§ TEXT FOR ANALYSIS
++++++++

Sapsuckers draw a crowd eager for extra drops
Red-naped sapsuckers peck holes in the bark of trees to drink the sap and eat insects that come to drink. Click here for larger image Photo: Jeff Mitton.
By Jeff Mitton
Tapping in a tree attracted my attention; earlier that morning I had watched a three-toed woodpecker feeding, and I hoped this was another.
But a red-naped sapsucker emerged from the trees to sit on a branch above me.
Sapsuckers are woodpeckers, but they are distinguished for their distinct mode of feeding. They tap horizontal lines of wells into the bark of aspen, willows, pines, spruces and larches to feed on the dripping sap. Measurements in the field indicate that willow sap is about 20 percent sugar by weight.
Sapsuckers tend their wells daily, pecking to make them deeper or larger and removing dried scar tissue that blocks sap flow.
Paul Ehrlich and Gretchen Daily, working at the Rocky Mountain Biological Lab in Gothic, made observations of red-naped sapsucker feeding stations in willows. Their observations clearly showed that the sapsucker wells were utilized by a variety of insects, birds and mammals.
Observations at Gothic, California, Michigan, Minnesota and in Canada all report that hummingbirds regularly attend sapsucker wells. In Gothic, broad-tailed and rufous hummingbirds were recorded during the majority of the observation sessions.Flowing resin attracts quite a few insects in a forest. Adult stoneflies and craneflies came to drink resin, and they were promptly eaten by sapsuckers. Several species of vespid wasps also fed on the sap, but they were vigilant and elusive; they disappeared as sapsuckers approached and returned after the sapsuckers left. But it was clear that the flowing sap was both a source of nutrition for sapsuckers and a lure for insects, which provide welcome addition of protein to their diet.
Orange-crowned and Wilson's warblers also attended the flowing wells to drink, but they did not enlarge the wells nor maintain them to keep them flowing. That task was left solely to sapsuckers. Sapsuckers chased the warblers from the wells, but warblers returned as soon as the wells were unattended.
Least chipmunks fed regularly at the wells, but they were skittish; they ran whenever warblers or sapsuckers arrived. Pine squirrels are larger and bolder than least chipmunks, and they ignored aggressive sapsuckers. The average feeding time for a chipmunk was 26 seconds, but the pine squirrels fed leisurely until they were full — their average feeding time was 10 to 20 minutes.

++++++++

§ THINGS TO DO
A. Sum up the sapsucker article in two sentences.
B. List every kind of tree that the sapsucker article says sapsuckers tap wells into.
C. Rewrite the paragraph of the sapsucker article that begins "Least chipmunks fed regularly at the wells" as a bulleted list, keeping its main facts.

++++++++

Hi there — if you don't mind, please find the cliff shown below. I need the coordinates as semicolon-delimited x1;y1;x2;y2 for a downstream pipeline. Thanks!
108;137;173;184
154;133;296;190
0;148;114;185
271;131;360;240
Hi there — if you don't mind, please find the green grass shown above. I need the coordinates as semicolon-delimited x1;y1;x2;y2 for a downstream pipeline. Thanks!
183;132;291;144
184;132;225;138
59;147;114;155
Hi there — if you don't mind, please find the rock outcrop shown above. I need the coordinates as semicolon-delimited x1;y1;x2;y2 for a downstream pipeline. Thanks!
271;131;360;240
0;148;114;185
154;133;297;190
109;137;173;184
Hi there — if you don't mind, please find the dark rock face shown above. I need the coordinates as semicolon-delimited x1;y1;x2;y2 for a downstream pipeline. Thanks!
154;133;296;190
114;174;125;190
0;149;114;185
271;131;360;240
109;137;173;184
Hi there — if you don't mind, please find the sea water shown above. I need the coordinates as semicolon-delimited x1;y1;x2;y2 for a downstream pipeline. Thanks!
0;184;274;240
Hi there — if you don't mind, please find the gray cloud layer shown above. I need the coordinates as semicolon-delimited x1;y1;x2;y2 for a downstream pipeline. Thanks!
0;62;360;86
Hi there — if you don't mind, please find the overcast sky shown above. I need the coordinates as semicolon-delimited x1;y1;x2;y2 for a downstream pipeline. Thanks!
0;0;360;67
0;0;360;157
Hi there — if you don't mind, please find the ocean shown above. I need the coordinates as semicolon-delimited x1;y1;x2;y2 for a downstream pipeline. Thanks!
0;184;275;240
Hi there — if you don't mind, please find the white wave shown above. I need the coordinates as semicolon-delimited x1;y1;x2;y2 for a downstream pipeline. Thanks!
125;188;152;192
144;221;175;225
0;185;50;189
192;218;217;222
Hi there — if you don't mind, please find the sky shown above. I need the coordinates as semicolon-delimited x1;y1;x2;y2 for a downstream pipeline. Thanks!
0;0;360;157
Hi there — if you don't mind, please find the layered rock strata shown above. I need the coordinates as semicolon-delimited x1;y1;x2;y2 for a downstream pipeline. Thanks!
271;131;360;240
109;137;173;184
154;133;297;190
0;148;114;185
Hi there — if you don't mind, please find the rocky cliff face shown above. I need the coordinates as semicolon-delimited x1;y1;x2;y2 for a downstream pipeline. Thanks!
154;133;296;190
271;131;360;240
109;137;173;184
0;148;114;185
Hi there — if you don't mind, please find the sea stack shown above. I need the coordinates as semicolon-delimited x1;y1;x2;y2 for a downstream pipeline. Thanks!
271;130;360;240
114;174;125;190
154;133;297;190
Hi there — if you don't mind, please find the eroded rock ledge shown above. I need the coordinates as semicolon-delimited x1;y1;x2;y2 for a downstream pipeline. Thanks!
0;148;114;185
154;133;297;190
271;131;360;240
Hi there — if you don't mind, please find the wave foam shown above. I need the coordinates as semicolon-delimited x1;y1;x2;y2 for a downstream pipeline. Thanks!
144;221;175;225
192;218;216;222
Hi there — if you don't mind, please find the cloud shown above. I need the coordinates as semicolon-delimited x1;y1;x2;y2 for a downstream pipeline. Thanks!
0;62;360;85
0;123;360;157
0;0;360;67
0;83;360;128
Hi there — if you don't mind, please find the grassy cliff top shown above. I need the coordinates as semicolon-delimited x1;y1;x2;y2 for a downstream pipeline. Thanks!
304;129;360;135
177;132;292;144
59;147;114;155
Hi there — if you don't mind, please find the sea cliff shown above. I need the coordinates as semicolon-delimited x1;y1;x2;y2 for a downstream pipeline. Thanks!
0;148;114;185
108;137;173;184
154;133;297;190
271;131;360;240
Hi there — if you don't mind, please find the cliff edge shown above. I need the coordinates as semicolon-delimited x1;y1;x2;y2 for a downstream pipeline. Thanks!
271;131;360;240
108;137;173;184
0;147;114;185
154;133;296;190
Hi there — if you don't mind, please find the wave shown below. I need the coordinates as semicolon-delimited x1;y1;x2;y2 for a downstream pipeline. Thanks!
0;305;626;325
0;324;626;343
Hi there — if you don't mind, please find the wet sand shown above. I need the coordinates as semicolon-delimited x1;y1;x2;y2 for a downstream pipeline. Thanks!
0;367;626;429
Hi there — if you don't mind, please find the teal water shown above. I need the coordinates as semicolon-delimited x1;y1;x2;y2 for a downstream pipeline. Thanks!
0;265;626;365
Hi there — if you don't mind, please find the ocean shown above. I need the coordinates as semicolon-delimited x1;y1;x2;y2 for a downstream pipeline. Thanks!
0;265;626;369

++++++++

§ TASK ANSWERS
A. Red-naped sapsuckers are woodpeckers that tap horizontal lines of wells into tree bark and tend them daily to feed on the dripping sap and on insects drawn to it. Observations of their feeding stations in willows at Gothic showed that a variety of insects, birds and mammals also use the wells, including hummingbirds, wasps, warblers, least chipmunks and pine squirrels.

B.
- Aspen
- Willows
- Pines
- Spruces
- Larches

C.
- Least chipmunks fed regularly at the wells but were skittish, running whenever warblers or sapsuckers arrived.
- A chipmunk's average feeding time was 26 seconds.
- Pine squirrels are larger and bolder than least chipmunks and ignored aggressive sapsuckers.
- Pine squirrels fed leisurely until full, averaging 10 to 20 minutes.